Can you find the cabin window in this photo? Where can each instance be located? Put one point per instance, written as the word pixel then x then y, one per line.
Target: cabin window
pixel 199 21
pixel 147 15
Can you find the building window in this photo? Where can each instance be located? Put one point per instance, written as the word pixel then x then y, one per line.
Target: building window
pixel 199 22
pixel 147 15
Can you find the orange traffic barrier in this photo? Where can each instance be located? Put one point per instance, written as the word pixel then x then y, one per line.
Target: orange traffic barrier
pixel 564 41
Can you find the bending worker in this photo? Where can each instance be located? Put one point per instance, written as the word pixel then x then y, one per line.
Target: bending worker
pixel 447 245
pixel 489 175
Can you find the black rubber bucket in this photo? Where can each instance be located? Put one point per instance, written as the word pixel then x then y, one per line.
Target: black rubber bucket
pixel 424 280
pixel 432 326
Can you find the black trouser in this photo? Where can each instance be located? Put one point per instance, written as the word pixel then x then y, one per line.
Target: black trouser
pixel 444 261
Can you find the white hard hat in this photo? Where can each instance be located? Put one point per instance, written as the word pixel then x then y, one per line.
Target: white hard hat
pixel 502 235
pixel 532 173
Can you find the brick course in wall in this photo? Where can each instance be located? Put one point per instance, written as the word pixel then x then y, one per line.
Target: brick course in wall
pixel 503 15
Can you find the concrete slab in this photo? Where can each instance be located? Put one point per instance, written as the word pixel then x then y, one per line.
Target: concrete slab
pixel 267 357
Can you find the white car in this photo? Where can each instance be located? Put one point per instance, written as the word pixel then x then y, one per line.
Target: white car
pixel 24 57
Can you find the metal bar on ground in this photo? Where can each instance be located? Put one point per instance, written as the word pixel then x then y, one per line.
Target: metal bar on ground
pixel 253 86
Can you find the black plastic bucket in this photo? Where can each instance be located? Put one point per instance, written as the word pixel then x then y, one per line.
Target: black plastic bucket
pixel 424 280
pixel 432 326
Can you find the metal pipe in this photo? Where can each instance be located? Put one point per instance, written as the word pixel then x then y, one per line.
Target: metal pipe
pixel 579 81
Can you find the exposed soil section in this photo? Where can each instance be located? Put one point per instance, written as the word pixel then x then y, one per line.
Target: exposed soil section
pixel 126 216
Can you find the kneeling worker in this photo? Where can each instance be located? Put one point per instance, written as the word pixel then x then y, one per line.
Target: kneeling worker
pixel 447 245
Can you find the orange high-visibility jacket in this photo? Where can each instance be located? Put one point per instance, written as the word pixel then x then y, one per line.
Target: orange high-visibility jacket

## DO THIS
Write out every entry above, word for word.

## TASK OUTPUT
Can you find the cabin window in this photo? Where can each instance be located? Put one point per instance, written as the word pixel then x then y, one per line.
Target: cabin window
pixel 199 21
pixel 147 15
Can you find the building window in this photo? Where can each instance be located? Put one point per instance, written as the word pixel then x then y, one per line.
Target: building window
pixel 199 22
pixel 147 15
Can you find the orange traffic barrier in this photo? Where can each instance be located? Put one point per instance, written as the word pixel then x then y, one per line.
Target: orange traffic barrier
pixel 564 41
Can you find the bending worker in this photo? Where can each instance be located? Put one point per instance, written as the word pixel then x then y, one per line.
Target: bending worker
pixel 447 245
pixel 489 175
Can you find the black rubber bucket in this photo? Where can each instance be located? Put one point per instance, written as the word pixel then x then y, one per line.
Target: black rubber bucket
pixel 424 280
pixel 432 326
Can you find the black trouser in this photo? Where can each instance be located? Put one point per instance, written as the word pixel then x then y, one per line.
Target: black trouser
pixel 444 261
Can you find the white hard hat in this photo? Where can each instance be located? Put one point per instance, written as the word pixel then x then y, one per line.
Target: white hard hat
pixel 502 235
pixel 532 173
Can you find the brick course in wall in this photo? Where can each instance be located? Put one point per instance, written as the word pixel then x then y, one per line.
Target: brick course in wall
pixel 503 15
Can you find the concrete slab in this photo? Where can each instance be located? Put one point per instance, written as the word pixel then x then y, one per line.
Target: concrete slab
pixel 267 357
Can you find the white car in this photo? Where can each instance be located? Put one point per instance, written as the word pixel then x then y, one per line.
Target: white car
pixel 24 57
Can you find the metal bar on ground in this photo? Where can each instance be located? Put one point per instance, written as the word pixel then x then y, one per line.
Target: metal bar on ground
pixel 253 86
Can you find the black plastic bucket in this photo? Where can each instance be located? Put one point per instance, written as the word pixel then x then y, one per line.
Target: black plastic bucket
pixel 424 280
pixel 432 326
Can you find the metal pipe in this photo? Where can each instance be located? Put one point per instance, written as the word pixel then x then y, one per line.
Target: metal pipe
pixel 579 81
Can you find the exposed soil section in this photo? Where can each instance be located? Put one point per instance, written as the word pixel then x then y, one per line.
Target: exposed soil section
pixel 126 216
Can you find the kneeling worker in this photo? Where can each instance be located? Put one point per instance, written as the word pixel then x then y, one per line.
Target: kneeling worker
pixel 447 245
Can you find the orange high-visibility jacket in this photo? Where can each instance be located? Put one point per instance, written as the word pixel then x then y, one per line.
Target: orange high-visibility jacket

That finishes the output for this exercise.